[Source passage]
────────────────────────────────────────

The Case against Windfarms
The Case Against Windfarms is an authoritive, referenced document written by Dr John Etherington ( © Dr JR Etherington).
7. Technical aspects of wind turbines
A typical wind turbine
Industry standard is now a 2.0 MW installed capacity machine, or often larger.
An example is the Danish manufactured Vestas V 80
Rotor Diameter: 80 m
Swept area: 5,027 m2
Speed revolution: 16.7 rpm
Operational interval: 9 - 19 rpm
Tower Hub height (optional approx.): 60 - 100 m
Total height (blade vertical) 100 - 140 m (depending on tower) i.e. 305 to 427 feet
Nominal output: 2.0 MW at 50 Hz 690 V
100 m Tower: 220 t
Nacelle: 61 t
Rotor: 34 t
Total: 315 t
Installed capacity and load factor (capacity factor)
The nominal maximum output is referred to as the "installed capacity". If the machine generated at maximum rate, continuously for a year, it would yield, per installed MW: - 1.0 MW x (365 x 24) hours = 8760 MWh. The actual yield is much less, mainly because there is insufficient wind to maintain full generation.
Onshore in the
In 2003, Lord Sainsbury told the House of Lords that load factor was about 30% onshore and 35% offshore (Hansard 18 November 2003: Column 1851)
During the past two years of DTI records the average UK figures have been much less than this onshore: 24.1% in 2003 and 26.6% in 2004 (DUKES 2005).
Calculation of load factor –
Example for a 1.0 MW turbine: -
(Achieved generation/(Maximum possible generation)/ x 100 = Load factor
Maximum possible is 1.0 MW x 8760 h/y = 8760 MWh
Achieved generation is (say) 2190 MWh
Load factor thus = 2190 MWh / 8760 MWh = 0.25 i.e. 25%
The calculation should be based on yield over a stated time (the Ofgem period is January to December.

────────────────────────────────────────

[Listing]

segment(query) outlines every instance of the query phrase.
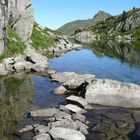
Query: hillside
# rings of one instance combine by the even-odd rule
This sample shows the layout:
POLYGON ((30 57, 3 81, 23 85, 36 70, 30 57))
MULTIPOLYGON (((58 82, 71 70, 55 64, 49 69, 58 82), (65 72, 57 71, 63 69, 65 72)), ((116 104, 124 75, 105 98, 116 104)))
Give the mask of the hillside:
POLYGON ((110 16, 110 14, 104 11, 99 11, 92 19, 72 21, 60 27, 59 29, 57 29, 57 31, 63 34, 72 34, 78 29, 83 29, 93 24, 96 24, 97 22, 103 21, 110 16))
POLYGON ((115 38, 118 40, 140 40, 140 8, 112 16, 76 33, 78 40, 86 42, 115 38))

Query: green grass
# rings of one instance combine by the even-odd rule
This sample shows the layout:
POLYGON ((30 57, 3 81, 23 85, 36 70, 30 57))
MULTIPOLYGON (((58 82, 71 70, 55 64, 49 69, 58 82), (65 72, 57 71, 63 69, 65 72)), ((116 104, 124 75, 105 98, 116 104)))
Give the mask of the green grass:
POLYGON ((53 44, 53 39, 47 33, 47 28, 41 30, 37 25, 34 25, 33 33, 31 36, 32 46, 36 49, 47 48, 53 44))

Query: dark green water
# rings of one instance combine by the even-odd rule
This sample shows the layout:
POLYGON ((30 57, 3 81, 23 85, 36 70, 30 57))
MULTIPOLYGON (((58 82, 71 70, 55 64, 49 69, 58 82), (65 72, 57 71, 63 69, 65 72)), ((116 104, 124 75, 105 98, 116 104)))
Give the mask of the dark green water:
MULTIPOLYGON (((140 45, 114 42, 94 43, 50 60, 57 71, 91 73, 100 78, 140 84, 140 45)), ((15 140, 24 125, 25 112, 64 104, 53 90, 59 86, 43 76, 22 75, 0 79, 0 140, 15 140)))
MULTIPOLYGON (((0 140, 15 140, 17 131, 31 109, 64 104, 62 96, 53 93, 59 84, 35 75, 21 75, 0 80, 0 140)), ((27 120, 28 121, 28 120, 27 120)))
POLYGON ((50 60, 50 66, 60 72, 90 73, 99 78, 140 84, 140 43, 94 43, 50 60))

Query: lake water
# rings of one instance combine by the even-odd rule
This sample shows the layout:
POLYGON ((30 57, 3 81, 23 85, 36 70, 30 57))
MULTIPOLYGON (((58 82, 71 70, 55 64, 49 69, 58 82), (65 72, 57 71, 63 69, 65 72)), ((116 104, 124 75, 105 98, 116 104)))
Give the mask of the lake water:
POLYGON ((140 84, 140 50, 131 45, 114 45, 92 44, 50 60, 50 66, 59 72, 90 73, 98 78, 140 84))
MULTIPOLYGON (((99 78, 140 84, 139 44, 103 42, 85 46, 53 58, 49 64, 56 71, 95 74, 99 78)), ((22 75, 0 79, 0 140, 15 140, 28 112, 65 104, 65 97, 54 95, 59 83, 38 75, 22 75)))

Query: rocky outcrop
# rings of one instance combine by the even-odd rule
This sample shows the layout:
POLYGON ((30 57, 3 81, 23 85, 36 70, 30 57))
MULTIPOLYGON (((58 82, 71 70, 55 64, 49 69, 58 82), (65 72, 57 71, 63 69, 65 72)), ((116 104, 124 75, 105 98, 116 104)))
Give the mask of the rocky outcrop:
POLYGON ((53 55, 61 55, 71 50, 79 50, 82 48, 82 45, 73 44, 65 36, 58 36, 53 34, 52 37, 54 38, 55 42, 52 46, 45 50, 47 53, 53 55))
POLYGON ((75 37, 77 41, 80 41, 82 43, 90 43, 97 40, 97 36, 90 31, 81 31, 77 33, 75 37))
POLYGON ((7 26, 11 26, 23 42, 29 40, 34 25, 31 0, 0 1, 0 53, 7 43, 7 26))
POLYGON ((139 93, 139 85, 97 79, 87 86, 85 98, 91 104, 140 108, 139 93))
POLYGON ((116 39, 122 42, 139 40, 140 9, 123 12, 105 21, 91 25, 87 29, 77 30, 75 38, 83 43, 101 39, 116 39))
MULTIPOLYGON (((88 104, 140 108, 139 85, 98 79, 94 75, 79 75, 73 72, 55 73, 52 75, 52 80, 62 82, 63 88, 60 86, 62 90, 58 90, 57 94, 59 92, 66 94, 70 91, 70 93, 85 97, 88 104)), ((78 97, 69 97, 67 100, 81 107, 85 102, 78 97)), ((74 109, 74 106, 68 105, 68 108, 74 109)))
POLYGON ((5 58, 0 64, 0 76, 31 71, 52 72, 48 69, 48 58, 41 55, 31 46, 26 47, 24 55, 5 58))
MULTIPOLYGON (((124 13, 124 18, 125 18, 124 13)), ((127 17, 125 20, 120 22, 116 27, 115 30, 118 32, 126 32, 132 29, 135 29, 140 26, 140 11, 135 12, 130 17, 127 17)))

────────────────────────────────────────

[Work to do]
1) According to the windfarm text, what is the rotor diameter of the Vestas V 80?
2) Rewrite the records from the line with "Query: dark green water" up to and including the line with "POLYGON ((50 60, 50", putting "river water" in place of "dark green water" and leaving everything else unchanged.
The records have nothing to do with the windfarm text.

[Results of the exercise]
1) 80 m

2)
Query: river water
# rings of one instance combine by the even-odd rule
This sample shows the layout:
POLYGON ((30 57, 3 81, 23 85, 36 70, 30 57))
MULTIPOLYGON (((58 82, 71 70, 55 64, 49 69, 58 82), (65 72, 57 71, 63 69, 65 72)), ((116 104, 124 75, 105 98, 116 104)))
Give the mask of the river water:
MULTIPOLYGON (((140 45, 114 42, 94 43, 50 60, 57 71, 91 73, 100 78, 140 84, 140 45)), ((15 140, 24 125, 25 112, 64 104, 53 90, 59 86, 43 76, 22 75, 0 79, 0 140, 15 140)))
MULTIPOLYGON (((0 140, 15 140, 17 131, 31 109, 64 104, 62 96, 53 93, 59 84, 35 75, 21 75, 0 80, 0 140)), ((27 120, 28 121, 28 120, 27 120)))
POLYGON ((50 60, 50 66, 60 72, 90 73, 99 78, 140 84, 140 43, 94 43, 50 60))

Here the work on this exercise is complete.